Records held in a dataset
---
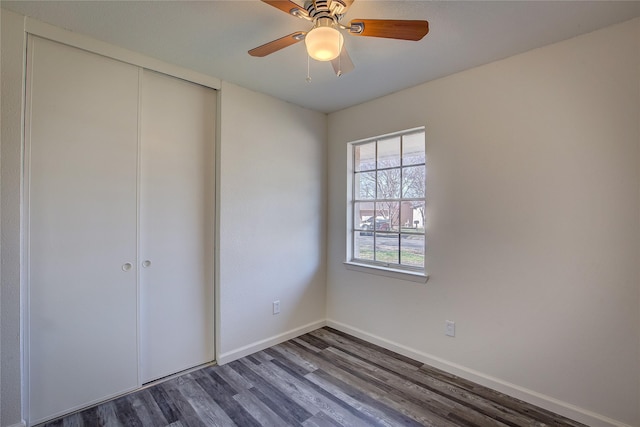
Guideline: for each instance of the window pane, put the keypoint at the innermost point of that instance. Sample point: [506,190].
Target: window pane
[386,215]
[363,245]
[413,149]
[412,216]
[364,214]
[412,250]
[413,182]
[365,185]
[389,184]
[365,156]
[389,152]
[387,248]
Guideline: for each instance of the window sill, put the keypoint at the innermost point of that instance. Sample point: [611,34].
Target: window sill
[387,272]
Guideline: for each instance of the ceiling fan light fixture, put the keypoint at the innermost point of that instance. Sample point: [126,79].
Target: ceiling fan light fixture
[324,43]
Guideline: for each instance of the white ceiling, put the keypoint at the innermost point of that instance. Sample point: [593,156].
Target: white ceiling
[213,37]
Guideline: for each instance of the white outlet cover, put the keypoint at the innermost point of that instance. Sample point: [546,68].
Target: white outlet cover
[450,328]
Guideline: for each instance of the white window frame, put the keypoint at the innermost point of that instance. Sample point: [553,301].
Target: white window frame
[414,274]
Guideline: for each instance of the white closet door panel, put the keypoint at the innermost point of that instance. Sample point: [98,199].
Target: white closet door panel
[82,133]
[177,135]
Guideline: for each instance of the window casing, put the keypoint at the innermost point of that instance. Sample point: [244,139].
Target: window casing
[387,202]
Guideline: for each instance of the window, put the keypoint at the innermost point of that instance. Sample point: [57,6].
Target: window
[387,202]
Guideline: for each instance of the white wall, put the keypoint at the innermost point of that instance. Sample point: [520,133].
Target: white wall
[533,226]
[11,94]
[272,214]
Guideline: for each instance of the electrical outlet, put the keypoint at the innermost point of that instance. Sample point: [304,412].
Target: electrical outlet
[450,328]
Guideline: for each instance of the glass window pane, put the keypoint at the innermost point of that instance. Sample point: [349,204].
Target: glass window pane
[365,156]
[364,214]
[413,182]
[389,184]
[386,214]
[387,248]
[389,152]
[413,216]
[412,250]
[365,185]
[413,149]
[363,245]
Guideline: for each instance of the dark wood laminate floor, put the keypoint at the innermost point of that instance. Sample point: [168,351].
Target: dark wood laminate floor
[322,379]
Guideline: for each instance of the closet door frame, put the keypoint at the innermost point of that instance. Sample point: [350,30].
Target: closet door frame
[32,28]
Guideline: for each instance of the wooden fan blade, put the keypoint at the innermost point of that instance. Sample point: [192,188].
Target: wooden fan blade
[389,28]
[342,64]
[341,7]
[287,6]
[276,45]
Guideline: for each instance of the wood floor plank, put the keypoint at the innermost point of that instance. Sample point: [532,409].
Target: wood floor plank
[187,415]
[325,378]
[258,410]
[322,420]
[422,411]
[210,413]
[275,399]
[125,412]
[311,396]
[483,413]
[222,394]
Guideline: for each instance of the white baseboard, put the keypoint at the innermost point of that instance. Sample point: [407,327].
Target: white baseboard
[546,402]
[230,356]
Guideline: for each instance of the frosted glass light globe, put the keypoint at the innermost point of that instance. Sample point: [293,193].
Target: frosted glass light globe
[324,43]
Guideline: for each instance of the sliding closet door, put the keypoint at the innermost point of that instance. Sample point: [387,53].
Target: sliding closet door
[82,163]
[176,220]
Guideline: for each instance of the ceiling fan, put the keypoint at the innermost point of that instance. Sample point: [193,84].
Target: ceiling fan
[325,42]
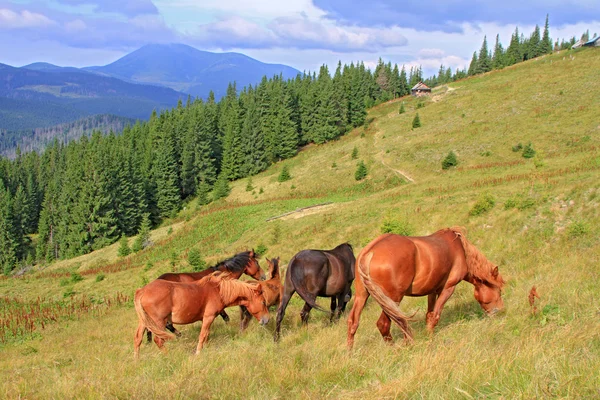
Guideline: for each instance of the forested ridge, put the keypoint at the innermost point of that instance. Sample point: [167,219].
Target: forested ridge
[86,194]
---
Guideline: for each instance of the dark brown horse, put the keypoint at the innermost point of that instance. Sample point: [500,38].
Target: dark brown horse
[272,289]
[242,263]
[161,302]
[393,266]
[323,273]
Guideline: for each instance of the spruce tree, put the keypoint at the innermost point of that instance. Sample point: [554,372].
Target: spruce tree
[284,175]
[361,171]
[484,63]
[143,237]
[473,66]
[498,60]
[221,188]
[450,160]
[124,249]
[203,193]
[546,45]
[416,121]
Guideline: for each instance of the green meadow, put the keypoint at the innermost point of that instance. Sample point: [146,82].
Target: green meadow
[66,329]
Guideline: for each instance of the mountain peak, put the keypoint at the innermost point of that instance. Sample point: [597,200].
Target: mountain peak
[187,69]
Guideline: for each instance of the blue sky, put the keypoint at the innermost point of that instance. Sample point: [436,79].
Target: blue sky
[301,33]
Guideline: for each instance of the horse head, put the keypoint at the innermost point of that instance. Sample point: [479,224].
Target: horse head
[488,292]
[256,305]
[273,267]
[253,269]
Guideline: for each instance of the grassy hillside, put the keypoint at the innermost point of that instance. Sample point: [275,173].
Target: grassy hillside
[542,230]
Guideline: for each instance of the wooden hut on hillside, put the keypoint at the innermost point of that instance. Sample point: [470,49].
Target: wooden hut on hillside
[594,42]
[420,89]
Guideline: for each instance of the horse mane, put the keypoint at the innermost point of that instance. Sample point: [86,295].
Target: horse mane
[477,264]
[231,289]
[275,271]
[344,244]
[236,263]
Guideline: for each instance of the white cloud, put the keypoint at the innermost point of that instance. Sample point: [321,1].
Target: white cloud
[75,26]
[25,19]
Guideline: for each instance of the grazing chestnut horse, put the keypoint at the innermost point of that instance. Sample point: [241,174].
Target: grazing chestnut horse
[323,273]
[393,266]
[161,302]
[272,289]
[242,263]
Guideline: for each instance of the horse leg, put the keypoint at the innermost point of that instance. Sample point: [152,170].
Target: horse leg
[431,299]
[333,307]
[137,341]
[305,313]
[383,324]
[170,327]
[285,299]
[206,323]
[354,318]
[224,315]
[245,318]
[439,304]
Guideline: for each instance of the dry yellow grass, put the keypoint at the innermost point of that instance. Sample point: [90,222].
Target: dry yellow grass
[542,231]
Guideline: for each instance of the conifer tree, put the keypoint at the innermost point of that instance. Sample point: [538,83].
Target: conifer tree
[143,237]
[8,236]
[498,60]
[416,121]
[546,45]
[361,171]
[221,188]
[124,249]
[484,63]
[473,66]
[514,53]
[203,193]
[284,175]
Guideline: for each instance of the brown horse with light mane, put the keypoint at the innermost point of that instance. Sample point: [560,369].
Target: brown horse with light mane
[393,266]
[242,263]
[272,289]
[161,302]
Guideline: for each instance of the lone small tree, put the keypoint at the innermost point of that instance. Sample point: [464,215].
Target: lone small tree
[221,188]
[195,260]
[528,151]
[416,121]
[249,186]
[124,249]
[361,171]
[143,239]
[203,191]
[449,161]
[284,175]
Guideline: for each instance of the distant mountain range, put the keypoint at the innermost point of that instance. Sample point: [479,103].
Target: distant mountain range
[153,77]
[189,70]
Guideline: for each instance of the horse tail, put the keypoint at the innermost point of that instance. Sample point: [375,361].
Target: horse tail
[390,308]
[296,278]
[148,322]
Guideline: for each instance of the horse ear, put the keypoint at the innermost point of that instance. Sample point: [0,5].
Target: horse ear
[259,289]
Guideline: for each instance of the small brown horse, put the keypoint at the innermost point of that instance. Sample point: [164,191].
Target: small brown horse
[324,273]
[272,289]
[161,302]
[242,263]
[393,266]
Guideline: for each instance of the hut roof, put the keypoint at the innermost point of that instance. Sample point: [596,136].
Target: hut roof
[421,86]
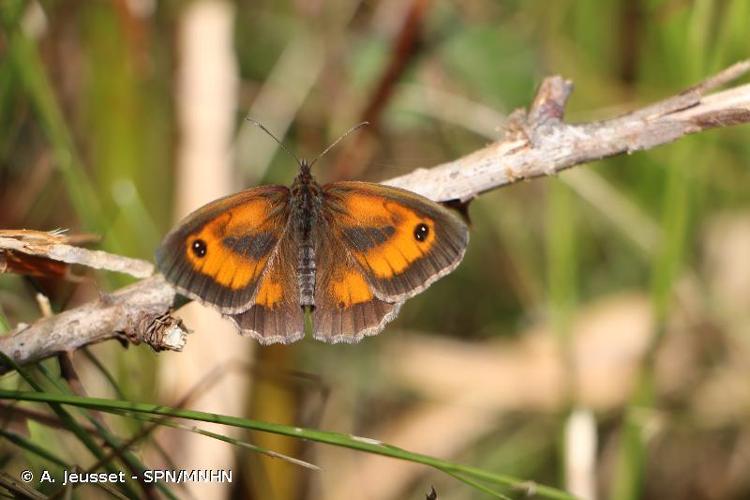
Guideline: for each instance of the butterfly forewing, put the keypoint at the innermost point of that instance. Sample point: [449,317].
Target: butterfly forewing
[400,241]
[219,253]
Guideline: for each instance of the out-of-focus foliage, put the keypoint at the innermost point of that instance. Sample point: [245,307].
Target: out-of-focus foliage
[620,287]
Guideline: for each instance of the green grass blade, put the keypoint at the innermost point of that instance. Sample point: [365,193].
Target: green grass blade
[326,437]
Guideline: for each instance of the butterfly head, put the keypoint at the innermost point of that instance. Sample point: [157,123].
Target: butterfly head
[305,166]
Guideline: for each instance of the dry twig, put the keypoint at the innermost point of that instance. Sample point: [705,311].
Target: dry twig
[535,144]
---
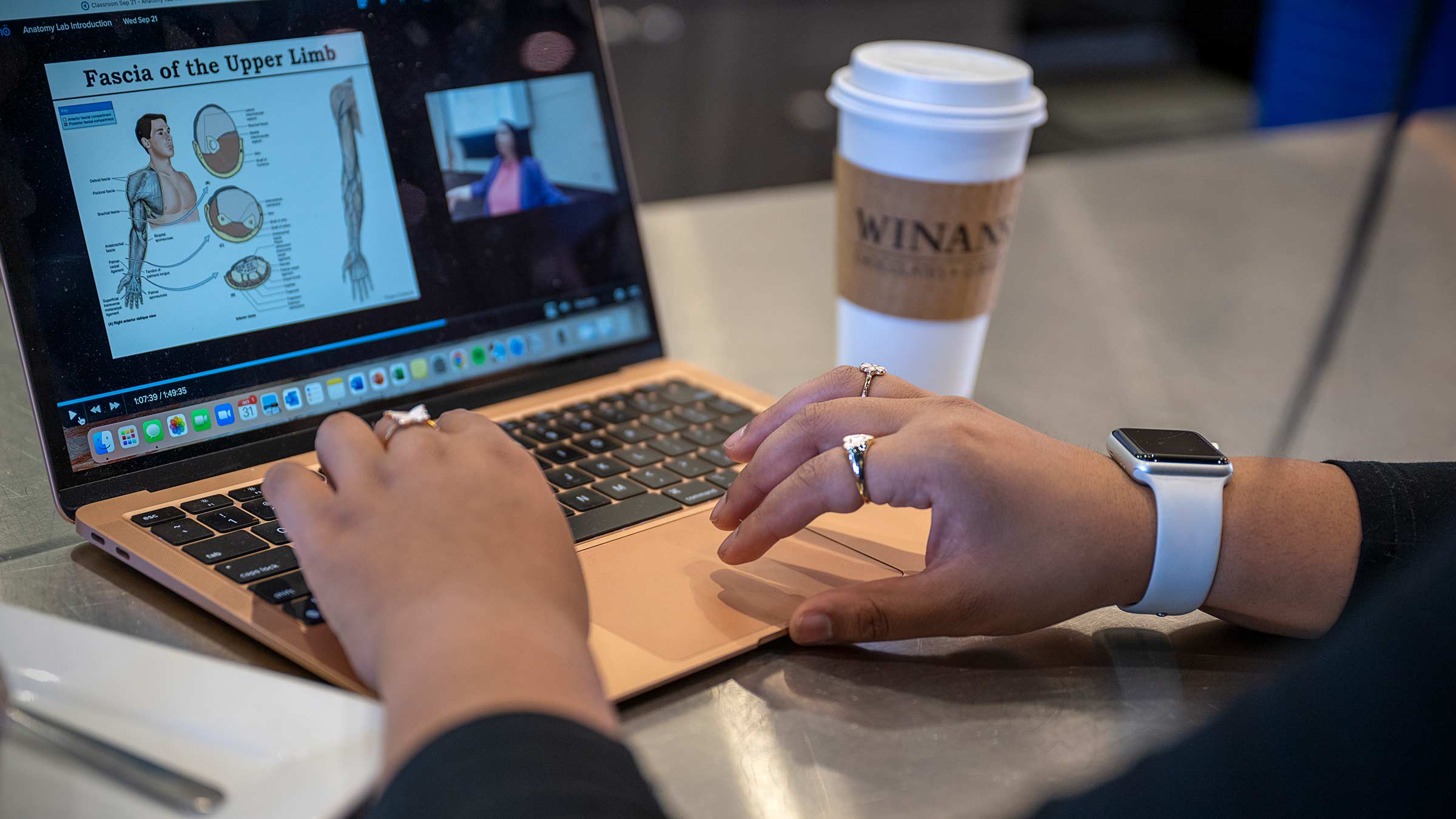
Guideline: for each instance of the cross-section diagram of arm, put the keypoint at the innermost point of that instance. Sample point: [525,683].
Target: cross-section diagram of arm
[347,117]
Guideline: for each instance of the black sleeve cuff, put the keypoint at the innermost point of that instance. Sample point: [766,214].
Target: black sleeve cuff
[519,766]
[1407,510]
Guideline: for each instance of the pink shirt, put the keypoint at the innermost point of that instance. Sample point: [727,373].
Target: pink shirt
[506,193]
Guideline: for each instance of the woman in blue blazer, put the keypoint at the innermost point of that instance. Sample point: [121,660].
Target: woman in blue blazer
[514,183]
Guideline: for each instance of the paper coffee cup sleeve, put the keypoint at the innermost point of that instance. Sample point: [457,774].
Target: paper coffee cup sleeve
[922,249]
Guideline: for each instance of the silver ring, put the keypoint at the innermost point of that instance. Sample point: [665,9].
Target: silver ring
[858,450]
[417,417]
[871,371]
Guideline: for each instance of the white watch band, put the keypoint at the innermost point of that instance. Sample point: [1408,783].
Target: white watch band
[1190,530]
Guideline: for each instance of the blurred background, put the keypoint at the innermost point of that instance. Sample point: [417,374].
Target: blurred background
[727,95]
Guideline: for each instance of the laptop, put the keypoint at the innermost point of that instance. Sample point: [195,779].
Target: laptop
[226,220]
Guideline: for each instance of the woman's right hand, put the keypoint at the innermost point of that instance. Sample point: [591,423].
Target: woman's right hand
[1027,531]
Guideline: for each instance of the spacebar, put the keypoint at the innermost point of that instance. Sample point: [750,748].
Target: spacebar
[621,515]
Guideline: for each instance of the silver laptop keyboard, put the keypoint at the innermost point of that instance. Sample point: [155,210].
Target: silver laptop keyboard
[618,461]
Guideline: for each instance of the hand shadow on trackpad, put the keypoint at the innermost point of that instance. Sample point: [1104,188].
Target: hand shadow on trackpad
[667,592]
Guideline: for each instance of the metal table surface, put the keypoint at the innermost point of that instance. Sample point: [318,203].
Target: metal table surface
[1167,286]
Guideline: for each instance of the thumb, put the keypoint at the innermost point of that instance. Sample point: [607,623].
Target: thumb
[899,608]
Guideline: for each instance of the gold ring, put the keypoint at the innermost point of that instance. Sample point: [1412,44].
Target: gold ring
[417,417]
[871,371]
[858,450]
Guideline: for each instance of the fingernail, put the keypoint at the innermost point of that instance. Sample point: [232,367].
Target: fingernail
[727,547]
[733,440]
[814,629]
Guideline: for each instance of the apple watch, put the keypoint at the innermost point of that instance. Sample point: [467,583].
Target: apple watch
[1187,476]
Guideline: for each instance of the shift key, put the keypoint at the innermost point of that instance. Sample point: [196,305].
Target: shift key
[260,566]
---
Description of the task: Count the lines in the listing above that contain the string "gold", matching case exactly, and give only the number.

Complete output: 2